Since each WebSocket is tied to a single session, there's no need to identify which session to target when sending commands. However, there still needs to be a way to identify which browsing context, frame, element, etc... a command is targeting.

RESOLUTION: It should be possible for command request messages to target a particular target/browsing context.

WebDriver has a notion of a current top-level browsing context, and current browsing context. Commands that need to run in a particular browsing context implicitly target the current one. To run a command in a different window or frame, the client must first discover these other contexts using a command like "Get Window Handles" or "Find Element" and then switch into them using a "Switch To Window" or "Switch To Frame" command.

In a bidirectional world, where the remote end can generate events at potentially any time, it is possible for events to come from any context. With that in mind, it makes sense to be able to target any context and handle events from that context without the need to switch to it first. Hence, the above resolution.

Entries supplied:
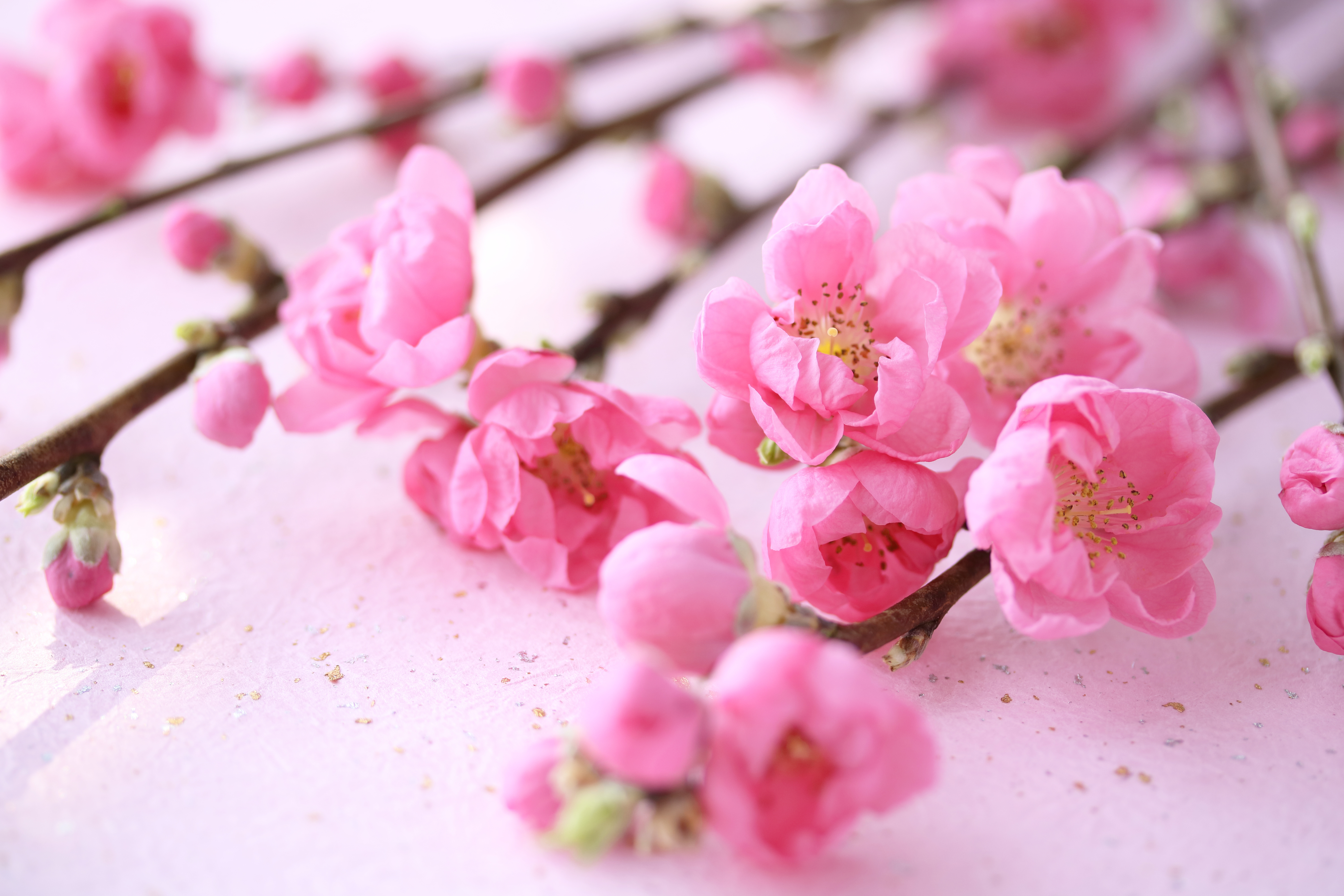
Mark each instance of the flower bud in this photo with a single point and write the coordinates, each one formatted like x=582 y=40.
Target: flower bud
x=232 y=397
x=674 y=592
x=532 y=88
x=196 y=238
x=1326 y=597
x=292 y=81
x=596 y=819
x=528 y=785
x=642 y=729
x=81 y=559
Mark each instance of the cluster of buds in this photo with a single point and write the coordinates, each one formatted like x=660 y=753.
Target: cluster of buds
x=81 y=559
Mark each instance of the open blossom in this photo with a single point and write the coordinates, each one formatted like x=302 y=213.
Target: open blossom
x=1326 y=598
x=642 y=729
x=530 y=86
x=528 y=788
x=1212 y=265
x=538 y=476
x=393 y=82
x=385 y=304
x=124 y=77
x=1045 y=62
x=1312 y=479
x=1096 y=503
x=232 y=397
x=858 y=536
x=804 y=741
x=295 y=80
x=858 y=328
x=1077 y=287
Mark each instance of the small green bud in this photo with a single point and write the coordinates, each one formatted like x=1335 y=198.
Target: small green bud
x=771 y=454
x=1314 y=354
x=1303 y=220
x=38 y=493
x=595 y=819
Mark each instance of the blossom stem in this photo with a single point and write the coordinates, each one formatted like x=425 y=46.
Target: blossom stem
x=1286 y=203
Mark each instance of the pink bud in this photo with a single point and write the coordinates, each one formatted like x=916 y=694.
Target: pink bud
x=292 y=81
x=532 y=88
x=1312 y=479
x=194 y=238
x=667 y=199
x=674 y=590
x=75 y=585
x=232 y=397
x=528 y=785
x=1326 y=604
x=642 y=729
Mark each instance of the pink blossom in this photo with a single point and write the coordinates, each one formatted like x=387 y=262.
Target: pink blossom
x=674 y=593
x=528 y=788
x=1077 y=288
x=804 y=739
x=1326 y=601
x=1312 y=479
x=232 y=397
x=1214 y=267
x=128 y=74
x=640 y=727
x=394 y=82
x=295 y=80
x=194 y=238
x=734 y=431
x=530 y=86
x=858 y=536
x=540 y=476
x=33 y=155
x=1096 y=503
x=1044 y=62
x=1311 y=132
x=853 y=343
x=75 y=585
x=385 y=304
x=669 y=195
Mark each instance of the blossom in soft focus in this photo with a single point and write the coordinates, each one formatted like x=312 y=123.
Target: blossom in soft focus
x=734 y=431
x=232 y=397
x=538 y=476
x=853 y=343
x=858 y=536
x=674 y=593
x=669 y=195
x=642 y=729
x=1212 y=265
x=528 y=788
x=530 y=86
x=385 y=304
x=1326 y=598
x=1312 y=479
x=1096 y=504
x=294 y=80
x=394 y=82
x=1044 y=62
x=194 y=238
x=804 y=741
x=1077 y=287
x=1311 y=132
x=81 y=559
x=124 y=77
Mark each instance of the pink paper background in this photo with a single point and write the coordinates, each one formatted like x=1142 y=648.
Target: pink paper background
x=259 y=562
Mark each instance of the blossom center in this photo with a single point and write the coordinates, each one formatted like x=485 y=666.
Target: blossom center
x=1022 y=346
x=1097 y=507
x=571 y=469
x=838 y=322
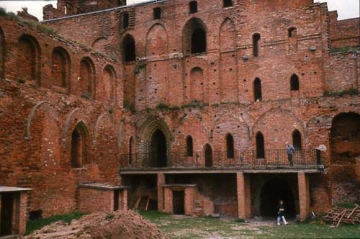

Requirements:
[1] Could you rewrite the paragraph of the WebDriver passage that begins "WebDriver has a notion" as a short bulleted list that keeps its main facts?
[2] Can you turn the part of the records that opens with the line containing "Mark each instance of the blossom center" and runs through the end of the records into a numbered list, skipping blank lines and leaving out the pictures?
The WebDriver passage and the records have nothing to do with each other.

Answer set:
[1]
- WebDriver has a current top-level browsing context and a current browsing context.
- Commands that must run in a particular browsing context implicitly target the current one.
- To run a command in another window or frame, the client first discovers those contexts with a command such as "Get Window Handles" or "Find Element".
- The client then switches into them with "Switch To Window" or "Switch To Frame".

[2]
1. Mark each instance of the blossom center in this photo with a single point and write the coordinates, each one formatted like x=485 y=666.
2. Target: blossom center
3. x=1022 y=346
4. x=1097 y=507
5. x=571 y=469
6. x=838 y=322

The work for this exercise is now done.